Sunday 4 December 2011

Antara Syariat dan Akal


Zaman ini adalah zaman di mana manusia bebas mengeluarkan pendapatnya masing-masing, sampai dalam urusan agama sekalipun. Dari yang paling pintar sampai yang paling bodohpun turut serta dalam mengeluarkan pendapatnya. Sehingga tidak jarang menimbulkan kebingungan di tengah-tengah masyarakat awwam untuk memilih sebuah kebenaran yang hakiki. Oleh karena itulah sebagai jalan tengah, mereka lalu menganggap bahwa semuanya adalah kebenaran, maka semakin suburlah pemahaman pluralisme.
Sebagai seorang muslim, benar dan tidaknya sesuatu itu haruslah di sesuaikan dengan syariat Islam. Namun ada saja di antara umat ini atau lebih tepatnya yang mengaku Islam lebih mengandalkan akalnya dari pada Al Qur’an dan Sunnah. Ketika Al Qur’an dan Sunnah bertentangan dengan akalnya diapun menolaknya dengan mengatakan: “Ini tidak masuk akal!”. Oleh karena itu jika ada pertanyaan, antara syariat dan akal, manakah yang harus di dahulukan? Tentunya jawaban orang-orang yang beriman adalah syariatlah yang harus di dahulukan, adapun akal di gunakan untuk memahami syariat. Allah subhanahu wata’ala memerintahkan orang-orang yang beriman untuk senantiasa kembali kepada Al Qur’an dan Sunnah, Allah subhanahu wata’ala berfirman:
“Hai orang-orang yang beriman, taatilah Allah dan taatilah Rasul (Nya), dan ulil amri di antara kamu. kemudian jika kamu berlainan Pendapat tentang sesuatu, Maka kembalikanlah ia kepada Allah (Al Quran) dan Rasul (sunnahnya), jika kamu benar-benar beriman kepada Allah dan hari kemudian. yang demikian itu lebih utama (bagimu) dan lebih baik akibatnya.” (QS. An Nisa: 59)

→ Tugas Latihan 1
Ringkas kutipan bacaan tentang syariat dan akal itu dalam dua kalimat.
→ Tugas Latihan 2
Ganti "masyarakat awwam" dengan "orang awam" pada bagian kutipan bacaan tentang syariat dan akal di antara "Sunday 4 December" dan "suburlah pemahaman pluralisme.", termasuk keduanya, lalu tuliskan bagian itu kembali.

[Entri dari kumpulan anotasi titik]
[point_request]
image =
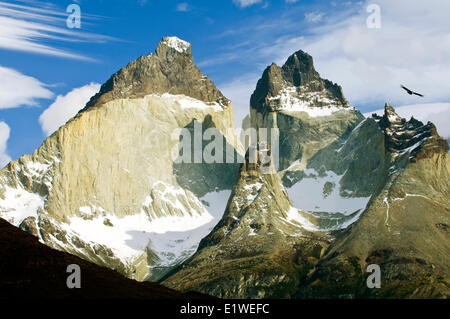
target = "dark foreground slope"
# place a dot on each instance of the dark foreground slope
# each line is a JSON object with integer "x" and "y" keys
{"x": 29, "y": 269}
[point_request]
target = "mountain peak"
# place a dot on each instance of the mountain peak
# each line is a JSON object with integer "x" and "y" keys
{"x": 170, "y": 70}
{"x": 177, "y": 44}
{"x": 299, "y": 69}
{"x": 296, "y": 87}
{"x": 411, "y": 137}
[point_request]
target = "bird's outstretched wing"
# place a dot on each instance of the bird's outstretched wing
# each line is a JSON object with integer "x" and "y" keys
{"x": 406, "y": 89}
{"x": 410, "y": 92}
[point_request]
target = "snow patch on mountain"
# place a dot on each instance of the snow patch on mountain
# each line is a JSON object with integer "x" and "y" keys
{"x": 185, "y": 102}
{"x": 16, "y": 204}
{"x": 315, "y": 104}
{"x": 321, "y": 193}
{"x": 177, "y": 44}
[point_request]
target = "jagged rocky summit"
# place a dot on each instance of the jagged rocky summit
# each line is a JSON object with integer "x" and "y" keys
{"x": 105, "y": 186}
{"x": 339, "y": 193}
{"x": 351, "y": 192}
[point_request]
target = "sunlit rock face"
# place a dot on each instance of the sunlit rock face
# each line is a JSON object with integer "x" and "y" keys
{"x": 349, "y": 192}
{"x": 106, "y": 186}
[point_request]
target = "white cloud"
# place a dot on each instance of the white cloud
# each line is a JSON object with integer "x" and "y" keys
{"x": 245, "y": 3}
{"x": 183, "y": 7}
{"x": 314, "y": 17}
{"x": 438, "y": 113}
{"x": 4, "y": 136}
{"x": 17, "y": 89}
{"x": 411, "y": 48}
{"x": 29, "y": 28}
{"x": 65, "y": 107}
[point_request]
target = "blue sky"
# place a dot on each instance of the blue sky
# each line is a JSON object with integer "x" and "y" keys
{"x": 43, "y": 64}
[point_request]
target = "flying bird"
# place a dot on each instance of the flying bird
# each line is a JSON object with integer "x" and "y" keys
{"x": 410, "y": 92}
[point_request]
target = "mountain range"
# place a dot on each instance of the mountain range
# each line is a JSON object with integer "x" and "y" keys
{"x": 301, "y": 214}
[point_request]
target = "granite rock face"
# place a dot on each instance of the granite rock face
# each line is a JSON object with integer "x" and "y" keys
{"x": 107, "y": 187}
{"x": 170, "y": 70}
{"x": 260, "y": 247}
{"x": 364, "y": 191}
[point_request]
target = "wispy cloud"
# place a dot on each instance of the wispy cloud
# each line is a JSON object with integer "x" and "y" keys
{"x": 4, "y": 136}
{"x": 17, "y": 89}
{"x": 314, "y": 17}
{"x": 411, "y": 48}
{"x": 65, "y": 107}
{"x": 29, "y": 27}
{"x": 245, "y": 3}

→ Jawaban 1
Di zaman ini setiap orang bebas mengeluarkan pendapat, bahkan dalam urusan agama, sehingga masyarakat awam sering bingung memilih kebenaran yang hakiki dan pemahaman pluralisme pun makin subur. Bagi seorang muslim, syariat harus didahulukan daripada akal, sedangkan akal digunakan untuk memahami syariat, karena Allah memerintahkan orang beriman untuk senantiasa kembali kepada Al Qur'an dan Sunnah.

→ Jawaban 2
Sunday 4 December 2011

Antara Syariat dan Akal


Zaman ini adalah zaman di mana manusia bebas mengeluarkan pendapatnya masing-masing, sampai dalam urusan agama sekalipun. Dari yang paling pintar sampai yang paling bodohpun turut serta dalam mengeluarkan pendapatnya. Sehingga tidak jarang menimbulkan kebingungan di tengah-tengah orang awam untuk memilih sebuah kebenaran yang hakiki. Oleh karena itulah sebagai jalan tengah, mereka lalu menganggap bahwa semuanya adalah kebenaran, maka semakin suburlah pemahaman pluralisme.